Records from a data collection
· · · ·

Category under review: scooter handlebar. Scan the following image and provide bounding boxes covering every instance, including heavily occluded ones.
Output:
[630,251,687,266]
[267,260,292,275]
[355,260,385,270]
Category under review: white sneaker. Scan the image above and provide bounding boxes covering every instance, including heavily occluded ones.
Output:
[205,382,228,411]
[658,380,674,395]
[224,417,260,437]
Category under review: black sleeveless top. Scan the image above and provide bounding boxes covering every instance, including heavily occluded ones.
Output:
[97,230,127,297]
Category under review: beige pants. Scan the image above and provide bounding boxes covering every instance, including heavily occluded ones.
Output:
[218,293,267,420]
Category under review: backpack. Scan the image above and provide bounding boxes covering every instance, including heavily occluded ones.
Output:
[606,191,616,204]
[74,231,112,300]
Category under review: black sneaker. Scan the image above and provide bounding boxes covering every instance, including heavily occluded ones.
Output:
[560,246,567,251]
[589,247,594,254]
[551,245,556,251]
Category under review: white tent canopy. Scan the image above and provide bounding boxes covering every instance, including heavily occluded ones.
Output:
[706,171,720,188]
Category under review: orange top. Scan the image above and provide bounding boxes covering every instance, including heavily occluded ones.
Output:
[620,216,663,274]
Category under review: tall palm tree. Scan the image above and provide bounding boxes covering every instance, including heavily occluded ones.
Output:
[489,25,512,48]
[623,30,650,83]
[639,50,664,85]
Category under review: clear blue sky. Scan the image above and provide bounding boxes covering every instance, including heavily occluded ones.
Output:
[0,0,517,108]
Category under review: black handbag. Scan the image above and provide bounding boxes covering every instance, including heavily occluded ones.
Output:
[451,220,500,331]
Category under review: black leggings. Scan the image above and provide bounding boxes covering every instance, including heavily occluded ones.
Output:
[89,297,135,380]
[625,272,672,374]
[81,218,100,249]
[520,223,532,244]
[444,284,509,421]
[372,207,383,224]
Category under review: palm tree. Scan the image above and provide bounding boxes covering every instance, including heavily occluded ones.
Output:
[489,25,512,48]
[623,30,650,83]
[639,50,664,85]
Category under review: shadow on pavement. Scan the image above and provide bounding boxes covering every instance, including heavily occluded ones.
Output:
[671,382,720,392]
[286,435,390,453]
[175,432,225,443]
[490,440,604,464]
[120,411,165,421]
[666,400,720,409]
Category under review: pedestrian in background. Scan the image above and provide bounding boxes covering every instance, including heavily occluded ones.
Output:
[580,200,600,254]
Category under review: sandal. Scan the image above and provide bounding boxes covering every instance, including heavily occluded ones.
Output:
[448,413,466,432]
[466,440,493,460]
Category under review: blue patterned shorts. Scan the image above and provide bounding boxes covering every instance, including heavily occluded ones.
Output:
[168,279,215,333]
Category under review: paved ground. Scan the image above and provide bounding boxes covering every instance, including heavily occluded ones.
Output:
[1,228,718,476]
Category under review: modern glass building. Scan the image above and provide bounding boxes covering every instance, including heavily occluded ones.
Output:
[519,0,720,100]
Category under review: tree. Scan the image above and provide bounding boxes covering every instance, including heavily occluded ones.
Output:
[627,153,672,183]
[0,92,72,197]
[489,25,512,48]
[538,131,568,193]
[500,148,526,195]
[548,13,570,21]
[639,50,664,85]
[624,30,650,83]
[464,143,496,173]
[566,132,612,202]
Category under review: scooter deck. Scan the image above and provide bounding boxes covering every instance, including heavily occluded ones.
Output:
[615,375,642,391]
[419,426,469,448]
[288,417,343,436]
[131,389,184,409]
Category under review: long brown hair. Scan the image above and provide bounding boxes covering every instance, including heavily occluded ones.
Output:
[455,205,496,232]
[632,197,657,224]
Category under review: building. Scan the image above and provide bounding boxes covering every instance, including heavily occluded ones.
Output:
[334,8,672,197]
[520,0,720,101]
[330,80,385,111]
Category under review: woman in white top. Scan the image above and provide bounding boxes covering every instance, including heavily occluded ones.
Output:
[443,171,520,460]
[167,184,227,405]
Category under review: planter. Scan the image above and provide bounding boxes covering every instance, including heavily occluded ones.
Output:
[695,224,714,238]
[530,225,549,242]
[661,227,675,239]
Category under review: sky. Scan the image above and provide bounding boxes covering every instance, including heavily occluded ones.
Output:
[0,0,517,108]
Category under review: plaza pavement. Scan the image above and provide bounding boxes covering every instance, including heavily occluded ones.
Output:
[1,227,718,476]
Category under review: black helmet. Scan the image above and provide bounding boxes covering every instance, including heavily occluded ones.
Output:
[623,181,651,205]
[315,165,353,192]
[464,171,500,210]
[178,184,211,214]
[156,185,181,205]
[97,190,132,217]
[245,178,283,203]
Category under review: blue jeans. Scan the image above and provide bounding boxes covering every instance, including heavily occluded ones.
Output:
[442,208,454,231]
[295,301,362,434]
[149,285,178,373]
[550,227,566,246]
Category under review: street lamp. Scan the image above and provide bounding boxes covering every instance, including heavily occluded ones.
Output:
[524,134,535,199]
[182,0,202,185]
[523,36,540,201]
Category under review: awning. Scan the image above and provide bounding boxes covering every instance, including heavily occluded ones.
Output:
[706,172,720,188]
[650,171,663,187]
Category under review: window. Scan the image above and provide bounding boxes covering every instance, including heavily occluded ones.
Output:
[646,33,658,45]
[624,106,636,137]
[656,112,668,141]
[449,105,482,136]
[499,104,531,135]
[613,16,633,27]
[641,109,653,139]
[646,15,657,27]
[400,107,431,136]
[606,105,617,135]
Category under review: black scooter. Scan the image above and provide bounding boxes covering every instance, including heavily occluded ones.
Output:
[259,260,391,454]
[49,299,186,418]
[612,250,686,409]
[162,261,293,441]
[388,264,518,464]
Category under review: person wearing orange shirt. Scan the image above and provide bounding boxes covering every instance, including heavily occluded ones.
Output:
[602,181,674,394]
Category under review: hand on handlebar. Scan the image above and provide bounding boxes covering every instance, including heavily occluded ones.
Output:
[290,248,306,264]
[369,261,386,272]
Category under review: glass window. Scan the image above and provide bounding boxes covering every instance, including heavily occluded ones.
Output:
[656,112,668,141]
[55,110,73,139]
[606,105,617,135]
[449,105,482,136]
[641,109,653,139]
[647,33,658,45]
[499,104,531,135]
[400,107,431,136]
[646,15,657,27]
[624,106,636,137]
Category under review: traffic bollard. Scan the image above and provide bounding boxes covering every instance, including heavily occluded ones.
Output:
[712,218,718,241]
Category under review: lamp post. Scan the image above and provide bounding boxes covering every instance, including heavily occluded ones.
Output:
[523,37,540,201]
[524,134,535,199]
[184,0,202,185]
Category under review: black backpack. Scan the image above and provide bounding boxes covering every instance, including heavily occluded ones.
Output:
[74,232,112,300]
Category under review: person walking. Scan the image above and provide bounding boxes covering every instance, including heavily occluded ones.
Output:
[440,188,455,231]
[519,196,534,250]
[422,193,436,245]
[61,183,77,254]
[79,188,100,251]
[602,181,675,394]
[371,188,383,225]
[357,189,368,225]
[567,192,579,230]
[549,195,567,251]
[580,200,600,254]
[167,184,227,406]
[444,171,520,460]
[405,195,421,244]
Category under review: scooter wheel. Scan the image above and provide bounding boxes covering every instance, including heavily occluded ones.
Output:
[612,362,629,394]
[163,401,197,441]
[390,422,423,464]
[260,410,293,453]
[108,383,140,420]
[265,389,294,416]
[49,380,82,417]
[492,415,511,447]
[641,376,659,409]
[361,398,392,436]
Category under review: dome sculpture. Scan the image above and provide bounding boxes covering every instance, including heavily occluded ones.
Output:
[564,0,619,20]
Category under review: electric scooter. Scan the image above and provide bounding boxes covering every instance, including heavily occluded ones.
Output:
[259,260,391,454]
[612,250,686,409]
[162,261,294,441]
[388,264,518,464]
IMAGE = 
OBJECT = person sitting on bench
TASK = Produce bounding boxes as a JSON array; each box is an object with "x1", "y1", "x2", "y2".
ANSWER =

· · · ·

• _Task directions_
The response must hold only the lines above from the line with "Category under review: black leggings." through the line with "Category under review: shadow", each copied exactly, both ends kept.

• _Exercise solution_
Category under review: black leggings. Scan the image above and provide bounding boxes covering every instance, including heavily occluded ones.
Output:
[89,297,135,380]
[625,272,672,374]
[81,218,100,249]
[520,223,532,244]
[444,284,509,421]
[372,207,383,224]
Category under review: palm tree. Scan the image above and provide bounding boxes covering every instance, including heavily occluded ones.
Output:
[489,25,512,48]
[623,30,650,83]
[639,50,664,85]
Category under review: shadow on pavement. Scan the image above and provide bounding boxes covering every instance, including heavily occluded ones.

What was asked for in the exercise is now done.